Saturday, July 29, 2023

Python Pandas Library

 Pandas

  • Pandas is a Python library used for working with data sets.
  • It has functions for analyzing, cleaning, exploring, manipulating data, and plotting data.
  • The name "Pandas" has a reference to both "Panel Data" and "Python Data Analysis" and was created by Wes McKinney in 2008.


Main Features

  1. Explorin Data
  2. Preprocessing / Cleaning Data 
  3. Analyzing Data 
  4. Visualization of Data

Coding Editor

  • Jupyter
  • Google Colab

Pandas Installaltion

pip install pandas
import pandas as pd

Exploring Data

1. Reading Data Frame
df = pd.read_csv('sinovac.csv')

2. head() and tail() function
 The head function will display the first rows, and the tail will be the last rows. 
By default, it shows 5 rows.

3. info()
To display data frames information we can use info() the method.

4. Display the number of rows and columns.
df.shape

5. Display column names
df. columns

6. display one column only
df['col name'].head(3)

7. display multiple  columns
df[['Age', 'Transaction_date', 'Gender']].head(4)


Data Cleaning

1. Delete Columns name
df.drop(['Transaction_ID'], axis=1, inplace=True)

2. Change the Columns name
df. rename(columns={"Transaction_date": "Date", "Gender": "Sex"},
inplace=True)

INSTRUCTION A => From the entries, copy everything from the line containing "# point at: woman's sandal" down to the line containing "# point at: black sneaker", word for word, with both of those lines included.

Named object pointing entries:
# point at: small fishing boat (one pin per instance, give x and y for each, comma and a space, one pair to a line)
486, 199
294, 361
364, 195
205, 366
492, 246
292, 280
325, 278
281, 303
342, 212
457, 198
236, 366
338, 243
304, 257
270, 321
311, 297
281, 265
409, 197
---
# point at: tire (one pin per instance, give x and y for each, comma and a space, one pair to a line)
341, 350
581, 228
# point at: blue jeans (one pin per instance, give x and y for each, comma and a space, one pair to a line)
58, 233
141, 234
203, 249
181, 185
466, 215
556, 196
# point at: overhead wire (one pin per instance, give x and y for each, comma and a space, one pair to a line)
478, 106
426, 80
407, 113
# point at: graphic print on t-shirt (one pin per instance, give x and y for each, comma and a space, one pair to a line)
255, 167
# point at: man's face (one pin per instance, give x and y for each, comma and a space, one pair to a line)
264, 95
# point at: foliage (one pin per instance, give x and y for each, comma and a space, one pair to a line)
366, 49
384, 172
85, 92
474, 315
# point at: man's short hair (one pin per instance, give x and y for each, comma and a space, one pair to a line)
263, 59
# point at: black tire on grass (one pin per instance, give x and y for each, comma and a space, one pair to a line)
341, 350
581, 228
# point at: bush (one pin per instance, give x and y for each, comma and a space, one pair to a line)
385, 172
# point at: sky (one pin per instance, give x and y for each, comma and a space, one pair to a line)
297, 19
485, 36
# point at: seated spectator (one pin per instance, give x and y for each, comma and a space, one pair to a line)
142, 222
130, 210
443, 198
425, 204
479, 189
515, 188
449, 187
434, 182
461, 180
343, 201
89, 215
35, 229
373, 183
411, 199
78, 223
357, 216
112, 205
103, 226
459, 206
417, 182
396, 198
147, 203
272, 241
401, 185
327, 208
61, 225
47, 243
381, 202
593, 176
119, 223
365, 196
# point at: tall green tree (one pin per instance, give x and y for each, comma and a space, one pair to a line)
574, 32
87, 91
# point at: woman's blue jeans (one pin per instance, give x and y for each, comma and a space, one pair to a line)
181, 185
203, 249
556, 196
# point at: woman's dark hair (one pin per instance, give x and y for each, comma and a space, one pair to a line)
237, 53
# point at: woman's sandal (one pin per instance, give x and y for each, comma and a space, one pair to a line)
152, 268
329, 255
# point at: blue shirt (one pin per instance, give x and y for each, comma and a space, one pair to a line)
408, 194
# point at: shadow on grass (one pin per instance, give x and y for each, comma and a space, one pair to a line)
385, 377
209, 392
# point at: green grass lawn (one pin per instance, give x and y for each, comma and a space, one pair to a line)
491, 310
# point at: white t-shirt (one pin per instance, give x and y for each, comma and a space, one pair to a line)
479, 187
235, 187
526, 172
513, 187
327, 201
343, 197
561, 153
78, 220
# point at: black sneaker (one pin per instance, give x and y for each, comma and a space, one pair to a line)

INSTRUCTION B => Do the following statements agree with the Pandas notes? Answer yes or no for each, quoting the words that decide it: (i) Pandas was created by Wes McKinney in 2008. (ii) By default, the head function displays 10 rows. (iii) df.shape is used to display the number of rows and columns.

CORRECT OUTPUT A =>
# point at: woman's sandal (one pin per instance, give x and y for each, comma and a space, one pair to a line)
152, 268
329, 255
# point at: blue shirt (one pin per instance, give x and y for each, comma and a space, one pair to a line)
408, 194
# point at: shadow on grass (one pin per instance, give x and y for each, comma and a space, one pair to a line)
385, 377
209, 392
# point at: green grass lawn (one pin per instance, give x and y for each, comma and a space, one pair to a line)
491, 310
# point at: white t-shirt (one pin per instance, give x and y for each, comma and a space, one pair to a line)
479, 187
235, 187
526, 172
513, 187
327, 201
343, 197
561, 153
78, 220
# point at: black sneaker (one pin per instance, give x and y for each, comma and a space, one pair to a line)

CORRECT OUTPUT B =>
(i) Yes: "was created by Wes McKinney in 2008"
(ii) No: "By default, it shows 5 rows."
(iii) Yes: "Display the number of rows and columns.
df.shape"